**Given data:**
--------

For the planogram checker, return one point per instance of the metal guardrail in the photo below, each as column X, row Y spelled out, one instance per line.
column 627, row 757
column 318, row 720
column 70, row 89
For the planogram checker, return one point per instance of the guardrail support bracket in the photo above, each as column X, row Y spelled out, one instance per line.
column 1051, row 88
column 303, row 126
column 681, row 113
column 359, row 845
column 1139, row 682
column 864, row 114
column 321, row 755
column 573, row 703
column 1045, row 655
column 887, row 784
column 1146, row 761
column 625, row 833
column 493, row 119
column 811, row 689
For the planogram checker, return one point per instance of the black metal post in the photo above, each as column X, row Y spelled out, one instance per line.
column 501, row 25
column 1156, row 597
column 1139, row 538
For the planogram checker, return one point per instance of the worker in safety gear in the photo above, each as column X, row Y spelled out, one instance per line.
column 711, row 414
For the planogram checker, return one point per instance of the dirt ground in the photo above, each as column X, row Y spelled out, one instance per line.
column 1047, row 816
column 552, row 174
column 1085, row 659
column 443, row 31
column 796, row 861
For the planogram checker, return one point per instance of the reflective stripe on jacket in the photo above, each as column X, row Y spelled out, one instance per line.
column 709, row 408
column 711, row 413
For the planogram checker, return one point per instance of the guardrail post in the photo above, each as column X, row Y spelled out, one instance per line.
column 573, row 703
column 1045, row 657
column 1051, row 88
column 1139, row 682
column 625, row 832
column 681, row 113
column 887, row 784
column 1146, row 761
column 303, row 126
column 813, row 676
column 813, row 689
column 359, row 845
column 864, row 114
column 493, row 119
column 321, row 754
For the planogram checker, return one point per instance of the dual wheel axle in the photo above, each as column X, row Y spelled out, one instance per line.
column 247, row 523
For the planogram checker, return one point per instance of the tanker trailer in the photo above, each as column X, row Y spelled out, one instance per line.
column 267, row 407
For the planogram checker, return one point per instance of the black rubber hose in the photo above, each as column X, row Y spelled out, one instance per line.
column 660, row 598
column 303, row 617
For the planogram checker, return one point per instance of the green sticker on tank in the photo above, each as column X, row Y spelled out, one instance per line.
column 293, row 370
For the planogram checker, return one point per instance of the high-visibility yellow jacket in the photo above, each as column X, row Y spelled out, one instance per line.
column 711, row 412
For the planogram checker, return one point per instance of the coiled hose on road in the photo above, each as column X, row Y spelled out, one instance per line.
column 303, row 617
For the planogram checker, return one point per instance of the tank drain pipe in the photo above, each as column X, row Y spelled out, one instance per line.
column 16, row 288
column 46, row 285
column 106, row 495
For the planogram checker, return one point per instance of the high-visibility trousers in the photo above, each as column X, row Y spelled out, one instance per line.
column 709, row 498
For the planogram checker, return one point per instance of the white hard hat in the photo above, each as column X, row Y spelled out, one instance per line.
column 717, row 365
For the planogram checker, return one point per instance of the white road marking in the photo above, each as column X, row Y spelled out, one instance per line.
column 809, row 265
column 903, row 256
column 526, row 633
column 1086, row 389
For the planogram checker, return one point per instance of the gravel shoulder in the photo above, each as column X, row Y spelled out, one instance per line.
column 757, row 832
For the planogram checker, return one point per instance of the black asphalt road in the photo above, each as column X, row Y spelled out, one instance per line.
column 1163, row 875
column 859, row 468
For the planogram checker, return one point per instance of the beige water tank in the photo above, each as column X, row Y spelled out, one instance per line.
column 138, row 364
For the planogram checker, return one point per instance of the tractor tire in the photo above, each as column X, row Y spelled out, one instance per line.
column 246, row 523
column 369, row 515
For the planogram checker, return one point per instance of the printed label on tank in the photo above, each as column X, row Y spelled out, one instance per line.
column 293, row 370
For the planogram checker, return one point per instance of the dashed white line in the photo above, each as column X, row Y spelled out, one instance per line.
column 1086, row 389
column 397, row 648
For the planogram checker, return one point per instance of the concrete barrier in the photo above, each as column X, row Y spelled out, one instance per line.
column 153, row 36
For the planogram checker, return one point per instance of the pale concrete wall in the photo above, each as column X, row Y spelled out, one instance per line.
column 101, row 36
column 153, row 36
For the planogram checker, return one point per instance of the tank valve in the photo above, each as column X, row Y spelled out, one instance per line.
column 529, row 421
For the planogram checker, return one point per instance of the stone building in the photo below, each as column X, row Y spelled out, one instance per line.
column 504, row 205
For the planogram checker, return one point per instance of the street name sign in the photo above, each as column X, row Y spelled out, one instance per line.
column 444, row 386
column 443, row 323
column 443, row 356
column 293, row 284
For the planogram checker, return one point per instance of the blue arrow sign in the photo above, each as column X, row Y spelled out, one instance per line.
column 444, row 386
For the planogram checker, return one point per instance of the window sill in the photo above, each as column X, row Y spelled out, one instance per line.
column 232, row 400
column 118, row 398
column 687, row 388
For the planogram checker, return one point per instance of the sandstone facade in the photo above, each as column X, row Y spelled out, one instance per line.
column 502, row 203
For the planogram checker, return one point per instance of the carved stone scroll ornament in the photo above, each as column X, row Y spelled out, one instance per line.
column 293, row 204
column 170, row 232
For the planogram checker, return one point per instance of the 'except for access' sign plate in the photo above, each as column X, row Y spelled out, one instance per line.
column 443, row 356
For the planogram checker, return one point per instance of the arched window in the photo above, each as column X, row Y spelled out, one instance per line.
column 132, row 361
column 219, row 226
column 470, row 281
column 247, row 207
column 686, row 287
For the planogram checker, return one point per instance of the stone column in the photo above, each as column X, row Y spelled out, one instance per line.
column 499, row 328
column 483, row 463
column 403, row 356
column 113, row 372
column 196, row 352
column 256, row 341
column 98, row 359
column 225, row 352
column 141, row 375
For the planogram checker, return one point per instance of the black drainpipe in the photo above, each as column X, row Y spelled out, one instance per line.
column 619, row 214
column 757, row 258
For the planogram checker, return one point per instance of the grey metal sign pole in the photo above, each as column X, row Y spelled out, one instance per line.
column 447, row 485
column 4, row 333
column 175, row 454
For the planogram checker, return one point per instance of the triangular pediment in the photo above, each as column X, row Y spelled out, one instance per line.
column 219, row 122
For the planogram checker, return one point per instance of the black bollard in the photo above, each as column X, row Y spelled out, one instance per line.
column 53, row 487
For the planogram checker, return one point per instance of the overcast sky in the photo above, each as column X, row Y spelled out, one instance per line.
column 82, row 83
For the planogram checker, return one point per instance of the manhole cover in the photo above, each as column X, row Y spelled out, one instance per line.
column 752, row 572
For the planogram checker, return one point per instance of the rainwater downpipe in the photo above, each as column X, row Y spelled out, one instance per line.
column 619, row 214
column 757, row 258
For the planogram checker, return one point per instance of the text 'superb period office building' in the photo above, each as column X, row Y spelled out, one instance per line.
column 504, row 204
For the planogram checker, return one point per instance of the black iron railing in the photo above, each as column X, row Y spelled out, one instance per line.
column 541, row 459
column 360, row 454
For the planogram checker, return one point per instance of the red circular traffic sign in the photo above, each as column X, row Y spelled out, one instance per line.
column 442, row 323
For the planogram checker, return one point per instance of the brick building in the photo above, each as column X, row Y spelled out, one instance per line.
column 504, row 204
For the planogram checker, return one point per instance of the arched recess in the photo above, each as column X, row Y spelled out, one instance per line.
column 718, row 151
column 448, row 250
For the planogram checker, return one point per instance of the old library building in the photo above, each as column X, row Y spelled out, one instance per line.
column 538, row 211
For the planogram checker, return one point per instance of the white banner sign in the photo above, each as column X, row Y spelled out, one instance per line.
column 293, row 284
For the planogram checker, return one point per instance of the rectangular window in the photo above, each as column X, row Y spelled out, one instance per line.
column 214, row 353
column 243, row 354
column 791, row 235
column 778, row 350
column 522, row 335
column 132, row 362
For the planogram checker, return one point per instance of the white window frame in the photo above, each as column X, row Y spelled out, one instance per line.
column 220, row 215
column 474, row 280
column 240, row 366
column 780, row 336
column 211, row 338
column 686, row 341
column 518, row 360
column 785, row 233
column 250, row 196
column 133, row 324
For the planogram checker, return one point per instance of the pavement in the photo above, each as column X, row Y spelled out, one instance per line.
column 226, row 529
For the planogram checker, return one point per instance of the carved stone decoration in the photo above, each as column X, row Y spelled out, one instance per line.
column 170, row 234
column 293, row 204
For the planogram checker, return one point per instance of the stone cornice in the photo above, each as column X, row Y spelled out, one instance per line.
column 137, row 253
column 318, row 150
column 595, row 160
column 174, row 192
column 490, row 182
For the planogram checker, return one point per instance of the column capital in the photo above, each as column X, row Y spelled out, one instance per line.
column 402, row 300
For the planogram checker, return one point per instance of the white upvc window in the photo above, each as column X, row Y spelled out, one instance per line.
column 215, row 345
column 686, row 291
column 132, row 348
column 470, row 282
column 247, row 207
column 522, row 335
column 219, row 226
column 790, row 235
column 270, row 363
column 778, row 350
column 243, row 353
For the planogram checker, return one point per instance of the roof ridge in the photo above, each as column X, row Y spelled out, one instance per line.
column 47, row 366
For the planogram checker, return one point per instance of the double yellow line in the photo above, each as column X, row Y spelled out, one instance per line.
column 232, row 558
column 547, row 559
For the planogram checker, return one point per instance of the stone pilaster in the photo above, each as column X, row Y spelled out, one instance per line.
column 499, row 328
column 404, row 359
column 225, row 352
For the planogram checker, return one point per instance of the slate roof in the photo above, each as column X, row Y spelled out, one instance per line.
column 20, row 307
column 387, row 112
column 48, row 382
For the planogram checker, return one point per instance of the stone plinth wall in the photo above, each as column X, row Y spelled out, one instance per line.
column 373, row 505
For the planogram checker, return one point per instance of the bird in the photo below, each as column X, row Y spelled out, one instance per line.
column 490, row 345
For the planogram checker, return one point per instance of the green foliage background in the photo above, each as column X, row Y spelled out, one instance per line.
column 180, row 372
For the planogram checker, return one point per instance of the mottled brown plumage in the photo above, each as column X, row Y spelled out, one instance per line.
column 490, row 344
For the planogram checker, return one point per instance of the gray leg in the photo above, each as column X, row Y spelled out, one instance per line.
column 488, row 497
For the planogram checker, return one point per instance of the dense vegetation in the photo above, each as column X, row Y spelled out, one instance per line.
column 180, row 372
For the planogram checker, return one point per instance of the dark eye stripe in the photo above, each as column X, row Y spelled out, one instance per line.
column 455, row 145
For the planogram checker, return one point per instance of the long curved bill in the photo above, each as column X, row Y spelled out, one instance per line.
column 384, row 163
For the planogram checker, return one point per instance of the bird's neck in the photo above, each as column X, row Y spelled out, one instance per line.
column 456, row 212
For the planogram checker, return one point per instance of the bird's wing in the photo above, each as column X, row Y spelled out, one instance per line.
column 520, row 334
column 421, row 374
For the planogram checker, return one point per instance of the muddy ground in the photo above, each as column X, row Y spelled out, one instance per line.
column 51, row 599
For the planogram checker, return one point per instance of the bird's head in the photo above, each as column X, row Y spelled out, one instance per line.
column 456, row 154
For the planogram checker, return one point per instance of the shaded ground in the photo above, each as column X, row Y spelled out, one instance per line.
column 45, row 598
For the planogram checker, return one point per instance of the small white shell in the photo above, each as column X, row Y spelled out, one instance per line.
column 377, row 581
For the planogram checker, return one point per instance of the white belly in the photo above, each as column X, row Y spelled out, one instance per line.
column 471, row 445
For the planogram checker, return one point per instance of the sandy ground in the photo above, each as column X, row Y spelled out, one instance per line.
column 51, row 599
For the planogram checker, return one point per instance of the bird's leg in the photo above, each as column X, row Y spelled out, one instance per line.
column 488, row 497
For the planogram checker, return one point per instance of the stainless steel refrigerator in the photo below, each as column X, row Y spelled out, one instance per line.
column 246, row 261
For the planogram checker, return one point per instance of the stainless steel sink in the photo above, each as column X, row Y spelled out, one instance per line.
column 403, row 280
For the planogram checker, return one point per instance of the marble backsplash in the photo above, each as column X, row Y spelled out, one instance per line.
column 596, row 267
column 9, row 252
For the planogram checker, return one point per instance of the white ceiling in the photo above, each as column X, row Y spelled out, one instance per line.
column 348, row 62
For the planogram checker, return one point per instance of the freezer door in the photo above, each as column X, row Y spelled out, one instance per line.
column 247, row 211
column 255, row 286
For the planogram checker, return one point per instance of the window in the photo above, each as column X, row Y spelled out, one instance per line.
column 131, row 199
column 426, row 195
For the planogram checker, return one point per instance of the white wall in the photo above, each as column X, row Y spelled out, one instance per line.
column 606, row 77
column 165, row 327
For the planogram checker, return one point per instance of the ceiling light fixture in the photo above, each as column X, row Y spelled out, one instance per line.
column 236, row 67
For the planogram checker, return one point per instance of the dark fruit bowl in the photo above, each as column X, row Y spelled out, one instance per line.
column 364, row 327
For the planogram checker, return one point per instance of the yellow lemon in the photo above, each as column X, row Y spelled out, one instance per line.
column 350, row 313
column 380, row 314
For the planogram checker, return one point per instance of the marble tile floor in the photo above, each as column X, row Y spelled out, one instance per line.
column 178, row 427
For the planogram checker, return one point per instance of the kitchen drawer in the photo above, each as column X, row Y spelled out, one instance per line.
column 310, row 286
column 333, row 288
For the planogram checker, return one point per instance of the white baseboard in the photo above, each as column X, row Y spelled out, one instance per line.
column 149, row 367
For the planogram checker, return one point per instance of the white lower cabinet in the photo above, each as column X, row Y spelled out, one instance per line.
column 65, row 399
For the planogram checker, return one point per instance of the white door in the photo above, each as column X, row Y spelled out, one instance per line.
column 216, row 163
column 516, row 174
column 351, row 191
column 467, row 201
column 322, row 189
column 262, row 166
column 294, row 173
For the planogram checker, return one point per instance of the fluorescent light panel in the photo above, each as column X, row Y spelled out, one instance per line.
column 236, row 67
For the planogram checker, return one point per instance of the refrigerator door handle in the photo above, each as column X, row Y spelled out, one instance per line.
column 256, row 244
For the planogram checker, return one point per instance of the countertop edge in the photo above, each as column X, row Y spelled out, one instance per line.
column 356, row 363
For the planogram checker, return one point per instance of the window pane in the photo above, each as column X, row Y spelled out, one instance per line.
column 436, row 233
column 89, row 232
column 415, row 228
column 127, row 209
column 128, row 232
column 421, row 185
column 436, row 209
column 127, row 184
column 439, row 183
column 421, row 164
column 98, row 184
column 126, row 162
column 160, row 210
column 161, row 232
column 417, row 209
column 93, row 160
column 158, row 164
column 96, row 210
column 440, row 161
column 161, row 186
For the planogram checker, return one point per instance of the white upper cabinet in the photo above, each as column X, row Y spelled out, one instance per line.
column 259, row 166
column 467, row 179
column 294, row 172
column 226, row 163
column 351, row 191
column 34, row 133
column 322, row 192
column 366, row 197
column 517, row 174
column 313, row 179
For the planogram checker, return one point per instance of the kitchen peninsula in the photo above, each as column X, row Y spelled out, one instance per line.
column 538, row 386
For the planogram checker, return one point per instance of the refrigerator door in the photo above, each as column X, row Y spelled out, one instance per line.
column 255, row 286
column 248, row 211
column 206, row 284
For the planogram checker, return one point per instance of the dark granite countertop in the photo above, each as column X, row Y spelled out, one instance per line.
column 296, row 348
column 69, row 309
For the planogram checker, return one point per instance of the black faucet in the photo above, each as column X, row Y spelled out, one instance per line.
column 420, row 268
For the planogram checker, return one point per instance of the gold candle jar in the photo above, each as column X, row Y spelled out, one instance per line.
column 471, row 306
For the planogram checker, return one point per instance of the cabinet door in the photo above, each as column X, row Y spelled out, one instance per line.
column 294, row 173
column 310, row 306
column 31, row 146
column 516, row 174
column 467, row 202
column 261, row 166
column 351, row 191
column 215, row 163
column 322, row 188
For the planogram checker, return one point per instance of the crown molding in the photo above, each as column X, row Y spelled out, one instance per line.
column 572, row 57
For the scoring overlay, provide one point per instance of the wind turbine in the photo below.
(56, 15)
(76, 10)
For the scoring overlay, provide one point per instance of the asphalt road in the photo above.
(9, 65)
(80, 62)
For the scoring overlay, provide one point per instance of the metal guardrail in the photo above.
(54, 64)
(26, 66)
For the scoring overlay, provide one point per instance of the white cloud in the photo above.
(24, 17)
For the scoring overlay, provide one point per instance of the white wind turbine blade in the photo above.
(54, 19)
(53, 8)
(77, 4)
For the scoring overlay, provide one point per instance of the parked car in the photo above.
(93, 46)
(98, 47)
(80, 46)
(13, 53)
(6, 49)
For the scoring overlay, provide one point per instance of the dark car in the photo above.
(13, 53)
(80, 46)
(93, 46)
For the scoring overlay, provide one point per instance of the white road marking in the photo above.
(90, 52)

--------

**Problem details:**
Reproduce the data word for word, from the line with "the white window" to the line with "column 133, row 324", including both of those lines.

**Result of the task:**
For the planogram checker, return one point per instance of the white window frame in the photo above, each as column X, row Y spelled out, one instance per line.
column 220, row 215
column 474, row 280
column 240, row 366
column 780, row 336
column 211, row 338
column 686, row 341
column 518, row 360
column 785, row 233
column 250, row 196
column 133, row 324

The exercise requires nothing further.